[Point annotation dataset records]

◇ ◇ ◇

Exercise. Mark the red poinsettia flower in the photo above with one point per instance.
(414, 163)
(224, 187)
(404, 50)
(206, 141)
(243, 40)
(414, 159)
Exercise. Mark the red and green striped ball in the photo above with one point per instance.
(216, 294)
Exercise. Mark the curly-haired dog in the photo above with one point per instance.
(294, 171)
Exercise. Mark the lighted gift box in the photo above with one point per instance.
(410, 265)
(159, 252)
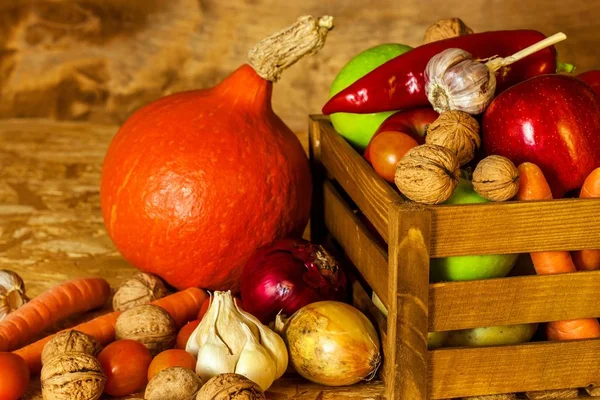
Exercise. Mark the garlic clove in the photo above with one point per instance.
(12, 292)
(228, 325)
(214, 356)
(255, 363)
(455, 81)
(271, 341)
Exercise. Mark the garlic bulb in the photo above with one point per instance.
(230, 340)
(454, 81)
(12, 292)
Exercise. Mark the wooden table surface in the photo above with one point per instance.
(51, 227)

◇ ◇ ◇

# [Do this]
Please write out all of the entries above word for word, leaving out the pictures.

# [Task result]
Exercise. Mark the red poinsettia flower in the photo above with one point per instance.
(414, 163)
(224, 187)
(404, 50)
(206, 141)
(243, 40)
(414, 159)
Exercise. Mark the red and green striped ball in the photo above with one point per instance.
(216, 294)
Exercise. Mark the curly-haired dog in the photo above with one point per instance.
(294, 171)
Exercise. Mark the lighted gift box in the photo above with one point per instance.
(410, 265)
(159, 252)
Exercise. Mark the garlic clove in the photo above with one point per instance.
(12, 292)
(228, 325)
(214, 356)
(255, 363)
(455, 81)
(271, 341)
Exercise. Mark the garlic bulb in the photo above with one point per instance.
(230, 340)
(454, 81)
(12, 292)
Exercise. Mark the wooden table surface in the photo above with one point per instance.
(51, 227)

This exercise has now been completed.